==== RECORDS PROVIDED ====

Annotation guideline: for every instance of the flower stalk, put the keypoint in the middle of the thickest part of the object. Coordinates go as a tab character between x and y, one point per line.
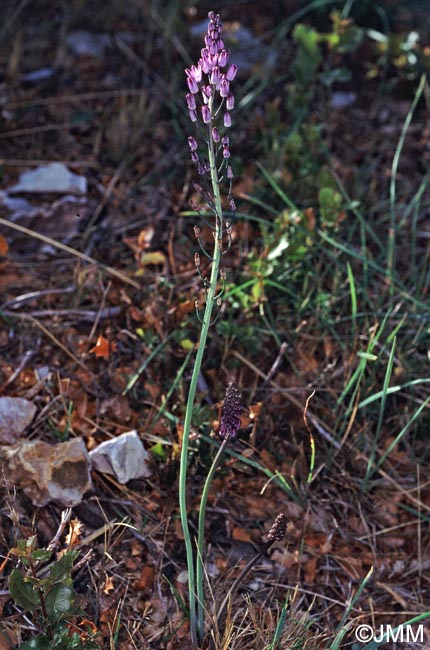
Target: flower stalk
209	103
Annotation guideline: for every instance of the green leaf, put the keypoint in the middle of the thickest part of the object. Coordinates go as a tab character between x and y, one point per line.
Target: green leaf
36	643
41	555
159	451
61	570
60	600
23	592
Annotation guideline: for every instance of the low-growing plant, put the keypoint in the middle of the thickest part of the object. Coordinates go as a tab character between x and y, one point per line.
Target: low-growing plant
42	586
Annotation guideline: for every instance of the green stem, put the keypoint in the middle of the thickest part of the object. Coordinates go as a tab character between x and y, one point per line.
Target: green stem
210	295
201	537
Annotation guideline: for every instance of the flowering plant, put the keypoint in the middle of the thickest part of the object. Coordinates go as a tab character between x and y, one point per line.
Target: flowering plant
209	103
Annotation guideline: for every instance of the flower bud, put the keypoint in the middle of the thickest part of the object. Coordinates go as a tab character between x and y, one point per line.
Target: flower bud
231	72
233	409
192	143
223	58
206	114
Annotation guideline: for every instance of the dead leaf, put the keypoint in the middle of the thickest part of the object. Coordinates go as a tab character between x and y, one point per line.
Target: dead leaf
146	580
4	246
108	586
74	534
241	535
103	348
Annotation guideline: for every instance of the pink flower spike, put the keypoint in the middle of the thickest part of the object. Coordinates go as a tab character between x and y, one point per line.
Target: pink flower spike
192	143
191	101
215	76
192	85
206	114
224	87
231	72
197	73
193	115
223	58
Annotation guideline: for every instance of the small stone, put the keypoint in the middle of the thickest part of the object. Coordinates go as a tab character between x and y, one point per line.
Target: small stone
53	178
46	472
16	413
124	456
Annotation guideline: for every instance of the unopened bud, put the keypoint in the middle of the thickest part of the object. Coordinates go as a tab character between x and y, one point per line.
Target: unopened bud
278	530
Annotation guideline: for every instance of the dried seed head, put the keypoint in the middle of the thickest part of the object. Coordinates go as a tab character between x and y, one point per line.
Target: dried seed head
233	409
278	530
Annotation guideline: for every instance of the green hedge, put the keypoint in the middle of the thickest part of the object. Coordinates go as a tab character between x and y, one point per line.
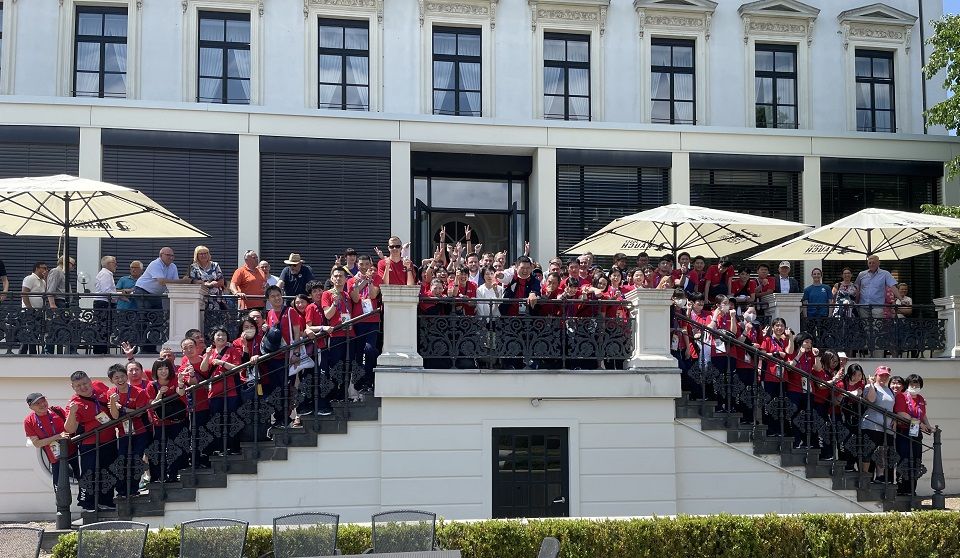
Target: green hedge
921	534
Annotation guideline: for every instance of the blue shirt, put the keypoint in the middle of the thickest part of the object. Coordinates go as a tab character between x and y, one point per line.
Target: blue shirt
156	270
817	297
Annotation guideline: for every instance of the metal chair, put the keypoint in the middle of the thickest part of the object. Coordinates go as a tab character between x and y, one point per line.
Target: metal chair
112	539
20	542
403	531
304	534
212	538
549	548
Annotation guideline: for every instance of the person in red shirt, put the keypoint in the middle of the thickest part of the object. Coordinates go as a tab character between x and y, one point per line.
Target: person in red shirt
44	427
88	410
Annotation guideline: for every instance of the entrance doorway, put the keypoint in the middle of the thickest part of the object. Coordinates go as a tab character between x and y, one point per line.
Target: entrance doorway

====

Drop the images and quote the entries word for word.

Annotation guideline: for every instance of the flower stalk, put the keypoint in the middle of the thickest part of the object. Coordinates go as a tab character between x and y, one point per line.
Target: flower stalk
209	103
Annotation guideline: for every instance of the green leaf, put the keypoint in the middle of the thickest part of the object. Coordinates go as a tab character between x and y, one point per line.
Target: green leaf
36	643
41	555
159	451
61	570
60	600
23	592
Annotation guideline: for every instance of the low-growing plant, put the keypoint in the middle of the thickest part of the object. Coordinates go as a tab character between x and y, one point per line.
Target: low-growing plant
42	586
Annotation guideline: for every instance of the green stem, put the keypoint in the middle of the thickest part of the object. Coordinates go as a tab character between x and y, one point per line.
Target: green stem
210	295
201	537
Annotation guideline: for every instance of the flowering plant, put the keypoint in the middle of the thickest part of the object. Coordinates go as a tab character between x and y, one point per line.
Target: flowering plant
209	103
Annotation guideline: for every instance of the flower bud, put the keypoint in the middle of the thickest part of the object. Coordinates go as a tab character between x and y, one point per line.
Target: flower bud
231	72
233	409
192	143
223	58
206	114
Annotation guideline: for every instance of the dead leaf, put the keypoint in the middle of the thickest part of the object. Coordinates go as a tab character between x and y, one point per line.
Target: dead leaf
146	580
4	246
108	586
74	534
241	535
103	348
Annotation guideline: for every instance of the pink flower spike, put the keypoint in the middle of the thickest part of the object. Coordinates go as a tab character between x and y, one point per line.
Target: pink flower spike
192	143
191	101
215	76
192	85
206	114
224	87
231	72
197	73
193	115
223	58
Annotation guideline: for every instance of the small stone, put the keypoint in the middle of the thickest part of the object. Coordinates go as a tab character between x and y, one point per line.
Target: small stone
53	178
46	472
16	413
124	456
Annotation guideline: for every instance of the unopened bud, put the keypoint in the middle of the thickest part of the object. Coordinates go as a tab character between x and y, one point per line.
Target: unopened bud
278	530
Annotation guideline: for every instance of the dried seed head, put the keypoint in the middle of the thickest part of the object. Coordinates go as a tab character between x and y, one point per line.
Target: dried seed head
233	409
278	530
Annotation guideline: for every instance of the green hedge, put the keypoint in the middle of the thickest part of the object. Coordinates go as a tab character between x and y, one point per line.
Target: green hedge
921	534
Annotation guideline: for every instance of the blue shirt, put the keypoint in the middle of the thickest part of the object. Coordinates go as a tab character between x and y, one point per line.
Target: blue shirt
156	270
817	297
Annotation guideline: for every instance of the metal chair, put the keypoint in the middle of the thickest part of the object. Coordinates go as a tab character between x and y, one point per line.
Target: metal chair
112	539
20	542
403	531
304	534
212	538
549	548
Annotation guideline: for every instance of the person in red shirt, put the keypoint in the middle of the thickest part of the object. Coordinates go as a tab character between x and y, one point per line.
Target: person in red shirt
44	427
88	410
Annotation guideline: for every instance of the entrance doorway, put the keypoint in the middle of the thickest part of the object. Coordinates go as a tab character between x and y, one point per line.
Target: entrance doorway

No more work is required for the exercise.